Saturday, April 28, 2012

Cloud computing 101

New technology often comes with new terminologies and often confusing so I did a quick research to understand the bigger picture of what cloud computing really offer us. Cloud computing itself is more than just accessing a blackbox somewhere in the Internet.

When you watch Microsoft advertisement "...to the cloud", this is form of IT delivery of computing requirements as a service to a heterogeneous community of end-recipients. In layman terms, one should start thinking cloud as a billable utility service delivery just like the power company provide electricity to their homes. Cloud providers offer these type of services based on 3 fundamental models.

  1. Infrastructure as a Service (IaaS) - The IaaS model is the most basic cloud service model. Cloud providers offer computing resources – as physical or more often as virtual machines, raw (block) storage, firewalls, load balancers, and networks. IaaS providers supply these resources on demand from their large pools installed in data centers. Local area networks including IP addresses are part of the offer. For the wide area connectivity, the Internet can be used or - in carrier clouds - dedicated virtual private networks can be configured. To deploy their applications, cloud users then install operating system images on the machines as well as their application software. In this model, it is the cloud user who is responsible for patching and maintaining the operating systems and application software. Cloud providers typically bill IaaS services on a utility computing basis, that is, cost will reflect the amount of resources allocated and consumed.

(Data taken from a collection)

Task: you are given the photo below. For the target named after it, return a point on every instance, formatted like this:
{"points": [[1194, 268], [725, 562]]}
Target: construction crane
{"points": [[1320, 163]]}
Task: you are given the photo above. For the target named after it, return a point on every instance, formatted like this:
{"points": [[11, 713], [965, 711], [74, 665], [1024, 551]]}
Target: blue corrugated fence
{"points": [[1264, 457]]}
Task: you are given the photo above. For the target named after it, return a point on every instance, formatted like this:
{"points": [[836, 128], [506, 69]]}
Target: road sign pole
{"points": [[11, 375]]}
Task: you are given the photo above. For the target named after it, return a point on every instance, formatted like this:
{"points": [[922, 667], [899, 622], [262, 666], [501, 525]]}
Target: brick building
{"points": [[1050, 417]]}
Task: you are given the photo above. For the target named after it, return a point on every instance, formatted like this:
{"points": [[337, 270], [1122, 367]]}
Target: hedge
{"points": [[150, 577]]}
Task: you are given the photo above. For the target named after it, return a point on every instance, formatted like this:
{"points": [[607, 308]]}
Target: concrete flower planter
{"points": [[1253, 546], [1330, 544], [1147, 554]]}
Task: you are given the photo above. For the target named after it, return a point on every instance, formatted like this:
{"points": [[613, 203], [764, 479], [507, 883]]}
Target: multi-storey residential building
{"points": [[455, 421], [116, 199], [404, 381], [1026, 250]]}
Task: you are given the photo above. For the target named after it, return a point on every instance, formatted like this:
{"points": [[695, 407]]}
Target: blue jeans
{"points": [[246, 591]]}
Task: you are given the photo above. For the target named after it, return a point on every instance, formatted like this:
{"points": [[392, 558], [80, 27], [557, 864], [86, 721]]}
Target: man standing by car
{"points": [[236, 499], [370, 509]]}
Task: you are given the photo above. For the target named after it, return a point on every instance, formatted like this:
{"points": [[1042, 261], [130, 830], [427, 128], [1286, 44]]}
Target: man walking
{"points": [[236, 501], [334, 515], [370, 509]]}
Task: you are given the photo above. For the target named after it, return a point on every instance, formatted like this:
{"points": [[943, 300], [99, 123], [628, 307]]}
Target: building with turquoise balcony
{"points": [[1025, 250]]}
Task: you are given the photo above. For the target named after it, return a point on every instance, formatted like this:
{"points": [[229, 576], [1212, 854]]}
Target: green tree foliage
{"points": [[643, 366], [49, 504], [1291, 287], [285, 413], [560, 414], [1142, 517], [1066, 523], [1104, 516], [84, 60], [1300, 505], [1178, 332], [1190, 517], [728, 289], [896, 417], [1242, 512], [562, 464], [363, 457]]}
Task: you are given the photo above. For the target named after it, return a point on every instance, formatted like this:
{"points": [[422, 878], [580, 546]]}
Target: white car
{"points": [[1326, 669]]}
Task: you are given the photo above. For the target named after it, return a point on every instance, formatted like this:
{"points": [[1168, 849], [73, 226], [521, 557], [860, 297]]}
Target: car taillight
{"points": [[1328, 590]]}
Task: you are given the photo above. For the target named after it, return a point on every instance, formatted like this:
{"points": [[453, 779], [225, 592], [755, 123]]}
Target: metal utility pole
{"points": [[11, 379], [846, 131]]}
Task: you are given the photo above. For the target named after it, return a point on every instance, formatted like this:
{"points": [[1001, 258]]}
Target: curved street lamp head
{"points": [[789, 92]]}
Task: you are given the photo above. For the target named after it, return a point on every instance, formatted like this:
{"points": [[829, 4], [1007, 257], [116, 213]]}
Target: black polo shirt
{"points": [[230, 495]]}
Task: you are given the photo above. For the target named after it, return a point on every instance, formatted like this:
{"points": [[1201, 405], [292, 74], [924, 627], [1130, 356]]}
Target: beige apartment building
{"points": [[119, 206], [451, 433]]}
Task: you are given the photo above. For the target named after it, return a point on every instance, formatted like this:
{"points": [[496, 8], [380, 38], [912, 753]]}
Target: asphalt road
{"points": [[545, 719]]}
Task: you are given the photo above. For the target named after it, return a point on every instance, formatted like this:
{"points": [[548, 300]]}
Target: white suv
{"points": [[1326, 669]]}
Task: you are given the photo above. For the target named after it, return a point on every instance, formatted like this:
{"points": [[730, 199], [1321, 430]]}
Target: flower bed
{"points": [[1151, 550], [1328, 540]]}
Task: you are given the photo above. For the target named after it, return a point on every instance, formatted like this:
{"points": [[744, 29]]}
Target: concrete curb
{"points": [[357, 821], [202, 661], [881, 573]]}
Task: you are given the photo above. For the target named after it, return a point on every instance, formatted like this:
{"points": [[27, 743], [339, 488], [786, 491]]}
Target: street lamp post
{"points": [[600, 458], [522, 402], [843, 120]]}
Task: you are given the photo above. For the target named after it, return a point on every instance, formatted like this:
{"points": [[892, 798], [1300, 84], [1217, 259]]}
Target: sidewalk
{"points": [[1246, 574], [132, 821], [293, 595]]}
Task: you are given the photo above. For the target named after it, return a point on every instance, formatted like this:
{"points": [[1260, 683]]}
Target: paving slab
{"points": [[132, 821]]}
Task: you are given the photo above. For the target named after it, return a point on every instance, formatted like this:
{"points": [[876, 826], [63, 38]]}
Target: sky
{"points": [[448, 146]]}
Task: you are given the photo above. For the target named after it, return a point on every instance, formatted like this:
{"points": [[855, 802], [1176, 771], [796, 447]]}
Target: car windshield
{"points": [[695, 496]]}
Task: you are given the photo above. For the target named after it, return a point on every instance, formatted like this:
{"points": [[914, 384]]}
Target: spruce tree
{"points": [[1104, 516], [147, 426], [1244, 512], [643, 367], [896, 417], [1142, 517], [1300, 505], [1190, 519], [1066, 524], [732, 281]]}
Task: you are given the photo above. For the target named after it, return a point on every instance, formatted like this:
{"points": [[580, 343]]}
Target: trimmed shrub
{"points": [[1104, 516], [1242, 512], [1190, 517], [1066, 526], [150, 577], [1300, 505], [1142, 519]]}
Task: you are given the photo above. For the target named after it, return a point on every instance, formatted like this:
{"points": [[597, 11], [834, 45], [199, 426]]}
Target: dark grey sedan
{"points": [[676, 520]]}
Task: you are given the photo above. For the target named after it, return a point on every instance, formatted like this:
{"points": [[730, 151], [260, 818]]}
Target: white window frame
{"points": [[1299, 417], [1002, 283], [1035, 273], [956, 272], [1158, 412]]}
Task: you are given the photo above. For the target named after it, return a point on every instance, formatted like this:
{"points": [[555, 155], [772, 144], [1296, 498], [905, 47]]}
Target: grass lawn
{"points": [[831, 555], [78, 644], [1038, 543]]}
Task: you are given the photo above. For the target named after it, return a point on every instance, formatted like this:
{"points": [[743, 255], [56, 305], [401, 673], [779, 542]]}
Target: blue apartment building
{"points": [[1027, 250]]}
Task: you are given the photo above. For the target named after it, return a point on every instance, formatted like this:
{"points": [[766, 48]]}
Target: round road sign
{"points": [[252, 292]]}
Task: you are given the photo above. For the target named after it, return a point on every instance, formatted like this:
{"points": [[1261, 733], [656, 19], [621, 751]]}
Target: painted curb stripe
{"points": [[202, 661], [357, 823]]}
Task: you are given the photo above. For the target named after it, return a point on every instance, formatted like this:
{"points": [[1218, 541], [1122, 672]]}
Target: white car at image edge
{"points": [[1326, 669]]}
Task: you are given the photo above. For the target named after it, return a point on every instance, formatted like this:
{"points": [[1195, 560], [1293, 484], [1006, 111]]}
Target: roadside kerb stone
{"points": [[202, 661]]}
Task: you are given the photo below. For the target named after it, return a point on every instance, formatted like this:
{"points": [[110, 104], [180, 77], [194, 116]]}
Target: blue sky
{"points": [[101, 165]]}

**EXERCISE INSTRUCTIONS:**
1. Output the cloud computing post's text from "When you watch" up to and including "3 fundamental models.".
2. In the IaaS model described in the cloud computing post, who is responsible for patching and maintaining the operating systems and application software?
The listing is separate material and is unrelated to the cloud computing post.

**WRITTEN ANSWERS:**
1.
When you watch Microsoft advertisement "...to the cloud", this is form of IT delivery of computing requirements as a service to a heterogeneous community of end-recipients. In layman terms, one should start thinking cloud as a billable utility service delivery just like the power company provide electricity to their homes. Cloud providers offer these type of services based on 3 fundamental models.

2. The cloud user.